[Start of Attachment]

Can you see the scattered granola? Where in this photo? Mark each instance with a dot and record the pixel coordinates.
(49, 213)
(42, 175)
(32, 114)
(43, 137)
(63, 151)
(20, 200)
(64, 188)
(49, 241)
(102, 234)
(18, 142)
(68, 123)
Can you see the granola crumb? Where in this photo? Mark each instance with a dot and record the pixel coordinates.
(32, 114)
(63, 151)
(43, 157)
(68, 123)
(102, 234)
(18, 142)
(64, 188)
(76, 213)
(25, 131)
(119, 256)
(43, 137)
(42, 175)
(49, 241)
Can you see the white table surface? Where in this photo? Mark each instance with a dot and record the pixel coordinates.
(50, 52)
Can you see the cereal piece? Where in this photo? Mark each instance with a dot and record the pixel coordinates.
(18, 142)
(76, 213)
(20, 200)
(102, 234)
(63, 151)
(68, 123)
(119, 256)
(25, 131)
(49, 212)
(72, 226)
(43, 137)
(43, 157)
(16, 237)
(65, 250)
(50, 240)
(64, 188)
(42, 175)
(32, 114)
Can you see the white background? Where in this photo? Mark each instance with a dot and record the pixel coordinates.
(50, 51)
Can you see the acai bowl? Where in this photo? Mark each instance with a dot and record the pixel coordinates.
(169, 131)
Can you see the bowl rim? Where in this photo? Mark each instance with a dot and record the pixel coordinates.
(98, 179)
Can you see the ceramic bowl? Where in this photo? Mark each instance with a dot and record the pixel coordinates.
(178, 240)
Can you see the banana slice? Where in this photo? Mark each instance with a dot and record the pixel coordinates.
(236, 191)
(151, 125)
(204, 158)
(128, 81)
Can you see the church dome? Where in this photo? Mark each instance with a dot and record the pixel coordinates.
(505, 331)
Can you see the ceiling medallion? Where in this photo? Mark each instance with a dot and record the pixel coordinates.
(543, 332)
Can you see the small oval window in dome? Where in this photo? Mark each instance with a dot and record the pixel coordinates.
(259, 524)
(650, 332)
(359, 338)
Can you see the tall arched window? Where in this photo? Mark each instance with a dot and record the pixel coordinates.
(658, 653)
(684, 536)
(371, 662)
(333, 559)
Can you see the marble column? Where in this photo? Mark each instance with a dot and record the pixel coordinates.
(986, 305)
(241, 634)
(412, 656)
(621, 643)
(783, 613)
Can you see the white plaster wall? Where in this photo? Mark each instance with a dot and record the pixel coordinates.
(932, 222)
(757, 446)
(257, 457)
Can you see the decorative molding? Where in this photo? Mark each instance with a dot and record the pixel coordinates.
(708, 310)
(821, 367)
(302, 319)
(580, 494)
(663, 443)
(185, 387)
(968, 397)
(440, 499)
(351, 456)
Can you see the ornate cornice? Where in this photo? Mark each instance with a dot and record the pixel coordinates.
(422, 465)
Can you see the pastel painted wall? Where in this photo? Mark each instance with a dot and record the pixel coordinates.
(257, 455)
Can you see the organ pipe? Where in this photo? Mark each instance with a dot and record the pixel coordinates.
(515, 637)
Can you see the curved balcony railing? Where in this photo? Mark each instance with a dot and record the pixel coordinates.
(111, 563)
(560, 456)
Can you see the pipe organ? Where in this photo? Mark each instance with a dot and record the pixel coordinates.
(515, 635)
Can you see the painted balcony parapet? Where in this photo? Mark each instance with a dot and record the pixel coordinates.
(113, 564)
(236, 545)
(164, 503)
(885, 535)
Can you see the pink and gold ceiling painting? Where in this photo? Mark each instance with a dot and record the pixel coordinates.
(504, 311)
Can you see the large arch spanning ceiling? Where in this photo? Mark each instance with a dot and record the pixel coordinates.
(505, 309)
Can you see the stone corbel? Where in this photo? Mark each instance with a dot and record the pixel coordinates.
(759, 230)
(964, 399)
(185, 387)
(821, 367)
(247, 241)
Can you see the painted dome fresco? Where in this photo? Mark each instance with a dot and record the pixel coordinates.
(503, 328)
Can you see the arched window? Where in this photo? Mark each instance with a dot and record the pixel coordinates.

[End of Attachment]

— Task instructions —
Write out each entry again, leaving every word as it is.

— Your response —
Can you see the scattered granola? Where in this photo? Mark each instance with a dot and record the pixel coordinates.
(49, 213)
(42, 175)
(32, 114)
(43, 137)
(63, 151)
(20, 200)
(64, 188)
(49, 241)
(102, 234)
(18, 142)
(68, 123)
Can you see the granola crumb? Where in this photo? Mark each instance with a dot and record the pixel coordinates.
(32, 114)
(63, 151)
(43, 157)
(68, 123)
(102, 234)
(18, 142)
(64, 188)
(76, 213)
(25, 131)
(119, 256)
(43, 137)
(42, 175)
(49, 241)
Can you see the white table surface? Where in this photo? Mark each instance with a dot and record the pixel coordinates.
(50, 52)
Can you see the cereal piece? Where in this photo? Mark each instance with a dot and record the pixel coordinates.
(18, 142)
(76, 213)
(20, 200)
(102, 234)
(63, 151)
(68, 123)
(119, 256)
(25, 131)
(49, 212)
(72, 226)
(43, 137)
(43, 157)
(16, 237)
(65, 250)
(50, 240)
(64, 188)
(42, 175)
(32, 114)
Can you see the white background? Where in this photo? Mark each instance with a dot and record the pixel coordinates.
(50, 51)
Can you see the acai bowl? Where in this photo? Mark each instance with a dot and record the pixel coordinates.
(169, 131)
Can you see the bowl rim? Where in this photo? Mark each instance with a dot and record the pixel coordinates.
(98, 179)
Can you see the ceramic bowl? Where in this photo? Mark each instance with a dot and record the pixel coordinates.
(178, 240)
Can you see the banana slice? Where in this photo? Mark each instance with a dot and record the pixel coordinates.
(236, 191)
(151, 125)
(204, 158)
(128, 81)
Can you see the church dome? Where in this photo? Mark each instance with a dot and record the pixel coordinates.
(505, 331)
Can you see the ceiling medallion? Where in this photo? Mark each instance with a dot and record the pixel coordinates.
(543, 332)
Can you see the small oval window in dome? Where in this photo? Mark each instance with a dot and record the pixel coordinates.
(259, 524)
(650, 332)
(359, 338)
Can you see the tall arched window? Where in this photo? Mark each instance with a dot and record the pixel coordinates.
(658, 653)
(684, 536)
(371, 662)
(333, 559)
Can you see the marble column? Where in this photo? Mark each instance with a dot and record the pixel coordinates.
(986, 305)
(241, 634)
(412, 656)
(621, 643)
(783, 613)
Can you see the white plaster wall? Where in this photo? Mark each instance with a dot and record the pixel coordinates.
(932, 222)
(757, 446)
(257, 457)
Can you see the decorative molding? Where in this photo? Mark each instance with a dot and record the pixel coordinates.
(708, 310)
(821, 367)
(302, 319)
(580, 494)
(663, 443)
(185, 387)
(968, 397)
(440, 499)
(351, 456)
Can you see the ornate cornice? Where in this photo? Mark each instance with a dot and record the pixel coordinates.
(422, 465)
Can you see the pastel painted wall? Where in this photo? Mark each instance with a dot and record the pixel coordinates.
(257, 455)
Can you see the organ pipe? Where in this photo? Mark each instance with a dot and record the pixel coordinates.
(515, 637)
Can you see the curved balcony railing? Where in this photo? Mark each instance with a dot and record the pixel coordinates.
(111, 563)
(560, 456)
Can you see the pipe organ? Where in this photo? Mark each instance with a dot and record the pixel coordinates.
(515, 635)
Can you see the painted balcony parapet? Where in this photo? Mark each instance with a dot and record the pixel coordinates.
(113, 564)
(236, 545)
(164, 503)
(885, 535)
Can you see the pink and gold ceiling painting? Where in this photo? Mark each instance with a dot and record the pixel coordinates.
(504, 311)
Can you see the large arch spanning ceiling? Where in this photo? Mark each instance with a dot and record the pixel coordinates.
(505, 309)
Can you see the stone corbel? Where in this photo? Mark each instance with a dot and record the pixel coordinates.
(759, 230)
(964, 399)
(185, 387)
(821, 367)
(247, 241)
Can you see the painted dome fresco? Where in this photo? Mark each instance with a dot and record the pixel coordinates.
(503, 328)
Can you see the arched window? Where in this photo? Mark each instance with a dot and record the pixel coordinates.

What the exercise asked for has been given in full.